= Rows of box annotation data =
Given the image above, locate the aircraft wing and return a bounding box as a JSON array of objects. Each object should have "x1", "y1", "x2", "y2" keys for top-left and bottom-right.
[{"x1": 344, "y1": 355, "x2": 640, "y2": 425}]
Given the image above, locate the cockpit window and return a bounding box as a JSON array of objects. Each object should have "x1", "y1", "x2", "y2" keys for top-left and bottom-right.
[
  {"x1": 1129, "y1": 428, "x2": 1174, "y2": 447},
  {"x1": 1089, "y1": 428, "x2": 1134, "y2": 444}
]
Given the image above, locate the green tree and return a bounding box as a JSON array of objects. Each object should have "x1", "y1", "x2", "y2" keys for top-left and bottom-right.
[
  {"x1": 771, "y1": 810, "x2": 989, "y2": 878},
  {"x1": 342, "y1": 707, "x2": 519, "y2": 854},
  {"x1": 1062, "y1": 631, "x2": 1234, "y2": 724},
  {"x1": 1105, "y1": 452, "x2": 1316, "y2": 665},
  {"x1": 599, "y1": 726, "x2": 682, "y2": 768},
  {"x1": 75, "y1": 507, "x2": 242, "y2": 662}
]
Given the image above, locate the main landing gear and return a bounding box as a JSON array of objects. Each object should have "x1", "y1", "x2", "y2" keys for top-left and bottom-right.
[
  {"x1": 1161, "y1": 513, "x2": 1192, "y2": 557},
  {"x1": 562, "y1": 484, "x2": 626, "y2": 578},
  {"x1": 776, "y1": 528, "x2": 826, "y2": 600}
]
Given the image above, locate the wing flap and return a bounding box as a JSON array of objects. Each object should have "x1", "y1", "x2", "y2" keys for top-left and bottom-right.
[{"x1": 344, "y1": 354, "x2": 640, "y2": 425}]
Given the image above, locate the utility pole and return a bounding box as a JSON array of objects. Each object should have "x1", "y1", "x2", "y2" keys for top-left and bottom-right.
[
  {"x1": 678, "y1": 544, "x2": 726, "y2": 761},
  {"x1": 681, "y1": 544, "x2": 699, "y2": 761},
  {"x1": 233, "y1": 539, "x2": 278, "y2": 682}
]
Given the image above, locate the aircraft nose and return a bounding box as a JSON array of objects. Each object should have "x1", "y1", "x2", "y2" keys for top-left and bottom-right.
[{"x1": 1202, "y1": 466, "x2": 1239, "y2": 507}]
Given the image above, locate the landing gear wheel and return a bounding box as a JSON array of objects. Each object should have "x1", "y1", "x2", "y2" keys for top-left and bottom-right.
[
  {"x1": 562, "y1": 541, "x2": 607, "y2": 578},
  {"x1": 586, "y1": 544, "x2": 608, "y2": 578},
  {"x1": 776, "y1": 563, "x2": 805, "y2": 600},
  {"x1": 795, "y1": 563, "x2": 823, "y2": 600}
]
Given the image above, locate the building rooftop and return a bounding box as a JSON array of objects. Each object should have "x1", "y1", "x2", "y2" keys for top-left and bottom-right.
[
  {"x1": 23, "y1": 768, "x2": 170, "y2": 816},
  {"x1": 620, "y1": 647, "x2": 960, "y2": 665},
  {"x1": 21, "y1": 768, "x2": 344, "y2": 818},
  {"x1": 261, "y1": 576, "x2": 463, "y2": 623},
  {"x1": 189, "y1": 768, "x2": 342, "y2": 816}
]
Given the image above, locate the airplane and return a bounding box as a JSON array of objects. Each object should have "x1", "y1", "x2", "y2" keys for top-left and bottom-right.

= Aim of the task =
The records above should be repeated in full, exactly as given.

= Correct output =
Given the image above, locate the aircraft wing and return a bounding box as a JSON array of objects. Each object should have "x1", "y1", "x2", "y2" keys for top-left and bottom-right.
[{"x1": 344, "y1": 355, "x2": 640, "y2": 425}]
Given the image above, locate the cockpit window and return a bounding box as a JSON array of objects. Each object should have "x1", "y1", "x2", "y2" keys for top-left and bottom-right.
[
  {"x1": 1129, "y1": 428, "x2": 1174, "y2": 447},
  {"x1": 1089, "y1": 428, "x2": 1134, "y2": 444}
]
Given the image above, locate the green tree and return a bounding box as a JSON array of objects. Each object should have "x1", "y1", "x2", "y2" keys for top-left and bottom-right.
[
  {"x1": 771, "y1": 810, "x2": 989, "y2": 878},
  {"x1": 342, "y1": 707, "x2": 519, "y2": 854},
  {"x1": 1062, "y1": 631, "x2": 1234, "y2": 724},
  {"x1": 1105, "y1": 452, "x2": 1316, "y2": 665},
  {"x1": 599, "y1": 726, "x2": 682, "y2": 768},
  {"x1": 75, "y1": 507, "x2": 242, "y2": 662}
]
Given the image above, locate the main landing gear and return a bounding box as a JSON array of objects. Each object should have "x1", "y1", "x2", "y2" keys for top-left and bottom-right.
[
  {"x1": 1161, "y1": 513, "x2": 1192, "y2": 557},
  {"x1": 562, "y1": 484, "x2": 626, "y2": 578},
  {"x1": 776, "y1": 528, "x2": 826, "y2": 600}
]
Given the image above, locate the wing flap and return a bounding box as a JSON array of objects. Each object should have "x1", "y1", "x2", "y2" keys for top-left and bottom-right.
[{"x1": 344, "y1": 354, "x2": 640, "y2": 425}]
Given the image above, locate the utility pole and return a bounding box as a JSON array of objects. Each object should have "x1", "y1", "x2", "y2" keys for top-left and bottom-right.
[
  {"x1": 678, "y1": 544, "x2": 726, "y2": 761},
  {"x1": 681, "y1": 544, "x2": 699, "y2": 761},
  {"x1": 233, "y1": 539, "x2": 278, "y2": 682}
]
Given the image above, locate the aircraft nose and return a bounding box as a JSON array of objects. Each object should have "x1", "y1", "x2", "y2" keys for top-left and bottom-right.
[{"x1": 1202, "y1": 466, "x2": 1239, "y2": 507}]
Given the image above, locate the landing gear wheel and return a bounding box as a JSON array of objects. Each object should have "x1", "y1", "x2", "y2" keys for top-left and bottom-right.
[
  {"x1": 562, "y1": 541, "x2": 607, "y2": 578},
  {"x1": 586, "y1": 544, "x2": 608, "y2": 578},
  {"x1": 776, "y1": 563, "x2": 805, "y2": 600},
  {"x1": 795, "y1": 563, "x2": 823, "y2": 600}
]
Given the image above, locate the building rooftop and return a bounding box as a JSON array of objects. Each object should have "x1", "y1", "x2", "y2" keys for top-left and bottom-right.
[
  {"x1": 23, "y1": 768, "x2": 170, "y2": 816},
  {"x1": 620, "y1": 647, "x2": 960, "y2": 665},
  {"x1": 21, "y1": 768, "x2": 344, "y2": 818},
  {"x1": 261, "y1": 576, "x2": 463, "y2": 623},
  {"x1": 189, "y1": 768, "x2": 342, "y2": 816}
]
Given the image above, locate the airplane and return a bounding box as a JSON array of objects. Each object should have "x1", "y1", "x2", "y2" keys for top-left and bottom-right.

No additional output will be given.